▶ Your task
Filter the entries, keeping every line with the word "below".

Stored dataset items:
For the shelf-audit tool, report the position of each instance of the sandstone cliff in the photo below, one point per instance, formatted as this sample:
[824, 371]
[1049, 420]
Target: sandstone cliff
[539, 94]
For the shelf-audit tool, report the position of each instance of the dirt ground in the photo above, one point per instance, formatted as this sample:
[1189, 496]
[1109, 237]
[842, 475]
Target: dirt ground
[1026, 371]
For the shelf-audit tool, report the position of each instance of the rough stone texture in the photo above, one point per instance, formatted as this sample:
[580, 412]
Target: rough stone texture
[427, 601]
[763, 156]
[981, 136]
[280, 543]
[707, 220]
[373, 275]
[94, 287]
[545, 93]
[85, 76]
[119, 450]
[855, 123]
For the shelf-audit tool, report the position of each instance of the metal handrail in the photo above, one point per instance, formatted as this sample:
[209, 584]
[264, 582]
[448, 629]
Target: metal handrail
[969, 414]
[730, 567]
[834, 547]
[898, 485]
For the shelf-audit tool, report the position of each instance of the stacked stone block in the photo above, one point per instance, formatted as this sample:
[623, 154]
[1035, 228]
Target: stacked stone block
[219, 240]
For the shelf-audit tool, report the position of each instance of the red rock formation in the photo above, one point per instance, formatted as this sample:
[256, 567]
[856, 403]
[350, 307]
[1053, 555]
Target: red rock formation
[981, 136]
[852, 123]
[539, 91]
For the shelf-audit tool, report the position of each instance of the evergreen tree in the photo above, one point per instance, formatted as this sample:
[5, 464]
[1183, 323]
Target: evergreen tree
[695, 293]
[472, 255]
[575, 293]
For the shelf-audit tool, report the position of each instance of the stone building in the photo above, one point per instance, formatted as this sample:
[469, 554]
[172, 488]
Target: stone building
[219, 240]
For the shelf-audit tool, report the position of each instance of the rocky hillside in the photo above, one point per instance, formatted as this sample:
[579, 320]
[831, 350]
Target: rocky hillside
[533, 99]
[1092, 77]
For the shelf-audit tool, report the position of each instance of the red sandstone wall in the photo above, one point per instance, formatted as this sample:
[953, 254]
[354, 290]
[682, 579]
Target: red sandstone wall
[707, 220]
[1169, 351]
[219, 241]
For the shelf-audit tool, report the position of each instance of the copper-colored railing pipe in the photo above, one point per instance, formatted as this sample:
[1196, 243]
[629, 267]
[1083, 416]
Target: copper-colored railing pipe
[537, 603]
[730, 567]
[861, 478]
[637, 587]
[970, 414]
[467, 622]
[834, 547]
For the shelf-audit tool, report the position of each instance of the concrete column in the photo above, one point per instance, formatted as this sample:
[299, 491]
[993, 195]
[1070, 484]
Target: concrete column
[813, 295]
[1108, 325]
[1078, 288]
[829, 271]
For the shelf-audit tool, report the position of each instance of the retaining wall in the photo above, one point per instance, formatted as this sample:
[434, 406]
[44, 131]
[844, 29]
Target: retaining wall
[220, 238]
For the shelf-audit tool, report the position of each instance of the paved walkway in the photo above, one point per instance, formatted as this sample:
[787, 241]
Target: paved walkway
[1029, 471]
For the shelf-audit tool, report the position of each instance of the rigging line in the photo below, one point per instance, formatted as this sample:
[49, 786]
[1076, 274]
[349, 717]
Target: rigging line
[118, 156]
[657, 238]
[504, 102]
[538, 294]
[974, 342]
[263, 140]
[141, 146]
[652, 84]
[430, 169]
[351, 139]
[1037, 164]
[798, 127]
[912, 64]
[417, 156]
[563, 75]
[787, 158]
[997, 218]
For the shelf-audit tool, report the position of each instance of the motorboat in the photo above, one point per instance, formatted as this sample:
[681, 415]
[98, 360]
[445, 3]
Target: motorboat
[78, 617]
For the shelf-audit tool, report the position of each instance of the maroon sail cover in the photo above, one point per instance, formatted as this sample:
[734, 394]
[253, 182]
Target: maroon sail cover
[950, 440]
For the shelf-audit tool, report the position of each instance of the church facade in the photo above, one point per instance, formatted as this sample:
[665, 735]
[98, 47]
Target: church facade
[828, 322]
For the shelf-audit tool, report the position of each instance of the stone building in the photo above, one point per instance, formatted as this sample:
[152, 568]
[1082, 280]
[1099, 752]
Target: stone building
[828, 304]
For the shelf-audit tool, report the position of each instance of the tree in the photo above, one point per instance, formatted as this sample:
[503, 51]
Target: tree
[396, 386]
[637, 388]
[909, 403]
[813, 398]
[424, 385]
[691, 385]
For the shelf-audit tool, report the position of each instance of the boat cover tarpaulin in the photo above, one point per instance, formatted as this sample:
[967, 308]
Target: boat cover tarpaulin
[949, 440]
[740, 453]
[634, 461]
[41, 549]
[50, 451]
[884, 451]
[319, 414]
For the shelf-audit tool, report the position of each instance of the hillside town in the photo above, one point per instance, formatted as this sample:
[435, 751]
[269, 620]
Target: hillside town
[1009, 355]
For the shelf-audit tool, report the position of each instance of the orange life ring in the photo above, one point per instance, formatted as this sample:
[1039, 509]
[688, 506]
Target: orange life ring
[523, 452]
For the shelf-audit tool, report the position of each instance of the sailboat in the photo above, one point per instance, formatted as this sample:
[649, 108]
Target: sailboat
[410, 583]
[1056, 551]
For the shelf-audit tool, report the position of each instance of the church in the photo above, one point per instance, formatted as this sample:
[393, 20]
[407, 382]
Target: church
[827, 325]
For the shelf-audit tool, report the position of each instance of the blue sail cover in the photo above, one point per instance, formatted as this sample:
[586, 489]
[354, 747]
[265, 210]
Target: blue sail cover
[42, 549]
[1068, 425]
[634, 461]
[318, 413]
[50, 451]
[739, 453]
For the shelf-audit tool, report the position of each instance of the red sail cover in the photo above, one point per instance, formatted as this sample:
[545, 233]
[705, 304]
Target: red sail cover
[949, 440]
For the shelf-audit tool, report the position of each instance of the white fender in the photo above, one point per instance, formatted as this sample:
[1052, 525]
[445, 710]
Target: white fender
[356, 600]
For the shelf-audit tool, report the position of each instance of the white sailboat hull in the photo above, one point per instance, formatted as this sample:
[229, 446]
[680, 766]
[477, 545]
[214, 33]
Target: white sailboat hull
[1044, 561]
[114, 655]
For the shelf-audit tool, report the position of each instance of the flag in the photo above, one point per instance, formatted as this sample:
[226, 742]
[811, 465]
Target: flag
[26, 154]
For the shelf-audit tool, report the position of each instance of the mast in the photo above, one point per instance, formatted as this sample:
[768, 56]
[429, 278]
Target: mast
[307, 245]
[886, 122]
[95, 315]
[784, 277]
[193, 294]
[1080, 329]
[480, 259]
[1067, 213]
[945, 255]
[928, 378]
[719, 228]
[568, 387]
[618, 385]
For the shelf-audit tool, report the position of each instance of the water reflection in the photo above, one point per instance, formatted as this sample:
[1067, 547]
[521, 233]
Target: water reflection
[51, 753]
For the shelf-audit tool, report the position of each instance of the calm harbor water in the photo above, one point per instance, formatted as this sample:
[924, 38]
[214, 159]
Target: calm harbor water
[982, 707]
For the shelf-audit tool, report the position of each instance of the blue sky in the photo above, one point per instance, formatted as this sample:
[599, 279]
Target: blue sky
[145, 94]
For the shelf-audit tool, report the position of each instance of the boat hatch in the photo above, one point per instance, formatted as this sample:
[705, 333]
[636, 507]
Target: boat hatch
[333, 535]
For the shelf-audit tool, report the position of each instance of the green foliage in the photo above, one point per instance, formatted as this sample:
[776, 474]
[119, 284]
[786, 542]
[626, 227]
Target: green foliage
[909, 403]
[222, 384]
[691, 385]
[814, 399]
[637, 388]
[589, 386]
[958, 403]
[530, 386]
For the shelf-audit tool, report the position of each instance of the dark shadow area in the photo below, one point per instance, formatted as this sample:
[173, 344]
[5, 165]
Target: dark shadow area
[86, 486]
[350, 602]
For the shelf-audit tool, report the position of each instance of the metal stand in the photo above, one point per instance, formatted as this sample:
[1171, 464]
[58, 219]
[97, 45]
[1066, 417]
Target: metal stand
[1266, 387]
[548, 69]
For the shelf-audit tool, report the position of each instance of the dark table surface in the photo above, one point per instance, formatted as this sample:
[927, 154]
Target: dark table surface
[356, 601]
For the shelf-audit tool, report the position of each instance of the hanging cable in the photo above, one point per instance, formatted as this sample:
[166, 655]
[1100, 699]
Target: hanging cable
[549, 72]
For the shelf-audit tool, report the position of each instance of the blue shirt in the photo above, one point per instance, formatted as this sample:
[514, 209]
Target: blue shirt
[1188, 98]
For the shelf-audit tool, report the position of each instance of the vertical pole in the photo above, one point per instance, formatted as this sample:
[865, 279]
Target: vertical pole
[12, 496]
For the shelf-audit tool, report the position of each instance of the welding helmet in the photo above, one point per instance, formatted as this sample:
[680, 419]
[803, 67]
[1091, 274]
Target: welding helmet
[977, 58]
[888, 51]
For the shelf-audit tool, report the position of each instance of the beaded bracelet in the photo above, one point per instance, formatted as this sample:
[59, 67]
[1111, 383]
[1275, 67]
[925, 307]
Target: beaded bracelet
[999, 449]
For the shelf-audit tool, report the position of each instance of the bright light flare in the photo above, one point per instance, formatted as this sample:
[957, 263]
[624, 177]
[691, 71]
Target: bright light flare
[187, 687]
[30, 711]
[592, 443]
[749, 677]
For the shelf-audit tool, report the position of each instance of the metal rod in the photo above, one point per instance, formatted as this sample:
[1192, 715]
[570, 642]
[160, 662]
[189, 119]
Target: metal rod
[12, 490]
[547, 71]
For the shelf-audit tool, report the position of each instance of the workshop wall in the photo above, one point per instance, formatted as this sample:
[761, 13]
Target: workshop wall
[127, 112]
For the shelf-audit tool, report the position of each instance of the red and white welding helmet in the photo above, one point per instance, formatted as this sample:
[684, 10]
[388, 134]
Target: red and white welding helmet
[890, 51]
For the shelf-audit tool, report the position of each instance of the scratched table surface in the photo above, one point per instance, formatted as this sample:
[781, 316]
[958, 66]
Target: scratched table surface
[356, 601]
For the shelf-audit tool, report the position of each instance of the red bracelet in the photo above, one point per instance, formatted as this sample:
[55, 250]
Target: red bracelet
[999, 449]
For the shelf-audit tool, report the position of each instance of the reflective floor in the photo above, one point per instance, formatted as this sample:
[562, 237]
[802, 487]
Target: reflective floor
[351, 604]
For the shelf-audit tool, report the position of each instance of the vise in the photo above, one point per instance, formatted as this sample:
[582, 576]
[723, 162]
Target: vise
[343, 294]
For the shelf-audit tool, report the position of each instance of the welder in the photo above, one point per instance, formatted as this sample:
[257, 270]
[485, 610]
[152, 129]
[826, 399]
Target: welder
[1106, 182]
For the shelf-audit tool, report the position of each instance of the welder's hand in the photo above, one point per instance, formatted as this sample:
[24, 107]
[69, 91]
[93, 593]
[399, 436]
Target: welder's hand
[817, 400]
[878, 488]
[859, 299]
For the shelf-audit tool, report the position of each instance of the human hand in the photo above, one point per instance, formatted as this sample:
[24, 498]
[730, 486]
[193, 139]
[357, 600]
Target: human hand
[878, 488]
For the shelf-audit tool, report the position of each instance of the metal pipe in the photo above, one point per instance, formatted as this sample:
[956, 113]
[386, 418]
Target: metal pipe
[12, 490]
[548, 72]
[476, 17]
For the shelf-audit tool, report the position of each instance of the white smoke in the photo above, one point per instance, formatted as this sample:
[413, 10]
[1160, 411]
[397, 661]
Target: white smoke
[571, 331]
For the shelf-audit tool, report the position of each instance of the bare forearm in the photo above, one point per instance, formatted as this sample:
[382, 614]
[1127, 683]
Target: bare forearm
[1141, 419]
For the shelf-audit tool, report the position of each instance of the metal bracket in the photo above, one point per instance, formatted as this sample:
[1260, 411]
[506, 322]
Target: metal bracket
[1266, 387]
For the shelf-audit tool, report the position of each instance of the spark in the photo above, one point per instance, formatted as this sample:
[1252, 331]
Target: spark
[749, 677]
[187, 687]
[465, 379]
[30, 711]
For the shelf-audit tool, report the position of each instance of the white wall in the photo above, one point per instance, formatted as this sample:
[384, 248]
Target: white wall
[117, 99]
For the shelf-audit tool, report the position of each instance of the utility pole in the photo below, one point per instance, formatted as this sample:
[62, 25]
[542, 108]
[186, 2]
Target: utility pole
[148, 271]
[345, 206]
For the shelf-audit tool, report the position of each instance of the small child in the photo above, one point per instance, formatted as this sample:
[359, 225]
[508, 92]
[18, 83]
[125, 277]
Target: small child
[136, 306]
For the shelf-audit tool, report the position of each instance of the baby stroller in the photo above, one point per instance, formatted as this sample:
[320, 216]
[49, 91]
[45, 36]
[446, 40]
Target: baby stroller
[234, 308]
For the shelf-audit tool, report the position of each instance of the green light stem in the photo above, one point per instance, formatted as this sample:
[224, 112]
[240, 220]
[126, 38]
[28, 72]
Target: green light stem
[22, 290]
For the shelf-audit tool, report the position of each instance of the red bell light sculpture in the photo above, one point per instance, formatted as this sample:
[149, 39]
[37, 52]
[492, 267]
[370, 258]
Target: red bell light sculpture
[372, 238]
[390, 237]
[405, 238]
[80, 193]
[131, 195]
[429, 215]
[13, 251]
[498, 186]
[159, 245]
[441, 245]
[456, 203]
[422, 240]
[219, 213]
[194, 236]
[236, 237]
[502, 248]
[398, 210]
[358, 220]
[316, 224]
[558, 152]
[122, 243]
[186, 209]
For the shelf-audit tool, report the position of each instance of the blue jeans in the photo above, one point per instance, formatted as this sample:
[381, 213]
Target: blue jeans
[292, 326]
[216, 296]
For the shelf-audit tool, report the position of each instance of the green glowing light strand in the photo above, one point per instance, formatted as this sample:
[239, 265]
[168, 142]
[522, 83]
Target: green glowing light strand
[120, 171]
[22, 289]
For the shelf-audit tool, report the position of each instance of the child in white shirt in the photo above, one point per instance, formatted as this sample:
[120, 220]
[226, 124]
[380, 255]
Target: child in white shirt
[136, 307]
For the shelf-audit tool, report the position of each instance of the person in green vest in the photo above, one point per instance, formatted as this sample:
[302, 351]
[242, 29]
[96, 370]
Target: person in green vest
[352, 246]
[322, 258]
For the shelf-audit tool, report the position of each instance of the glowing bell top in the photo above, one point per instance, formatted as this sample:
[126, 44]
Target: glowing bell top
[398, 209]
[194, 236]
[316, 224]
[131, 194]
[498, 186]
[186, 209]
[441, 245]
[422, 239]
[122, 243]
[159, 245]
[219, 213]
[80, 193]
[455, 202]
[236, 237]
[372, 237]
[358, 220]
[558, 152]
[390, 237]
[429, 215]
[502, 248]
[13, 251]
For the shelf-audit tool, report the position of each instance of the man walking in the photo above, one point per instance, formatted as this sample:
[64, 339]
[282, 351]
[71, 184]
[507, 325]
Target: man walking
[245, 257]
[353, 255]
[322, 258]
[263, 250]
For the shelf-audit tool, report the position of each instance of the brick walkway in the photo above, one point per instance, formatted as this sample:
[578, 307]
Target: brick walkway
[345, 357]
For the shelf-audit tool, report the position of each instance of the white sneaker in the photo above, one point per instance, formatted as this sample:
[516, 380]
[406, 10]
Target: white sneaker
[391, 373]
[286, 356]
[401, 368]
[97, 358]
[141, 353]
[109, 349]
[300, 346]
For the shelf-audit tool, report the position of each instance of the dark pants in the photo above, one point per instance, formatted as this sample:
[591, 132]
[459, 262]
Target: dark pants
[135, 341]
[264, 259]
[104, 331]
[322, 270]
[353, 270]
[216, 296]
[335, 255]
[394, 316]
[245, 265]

▶ Exercise solution
For the shelf-audit tool, report the position of each instance of the sandstone cliff in the photo below, one point per instance, formatted as this sample:
For the shelf-audit tool, report the position of each instance of the rigging line in the photo below, one point per instance, formatted as this sample:
For the shelf-audit tool, report the position of each instance of the dark shadow area in the photo below, one point per instance, formatted as this sample:
For the shelf-audit tool, report the position of each instance of the utility pole in the photo below, one point per instance, formatted as this sample:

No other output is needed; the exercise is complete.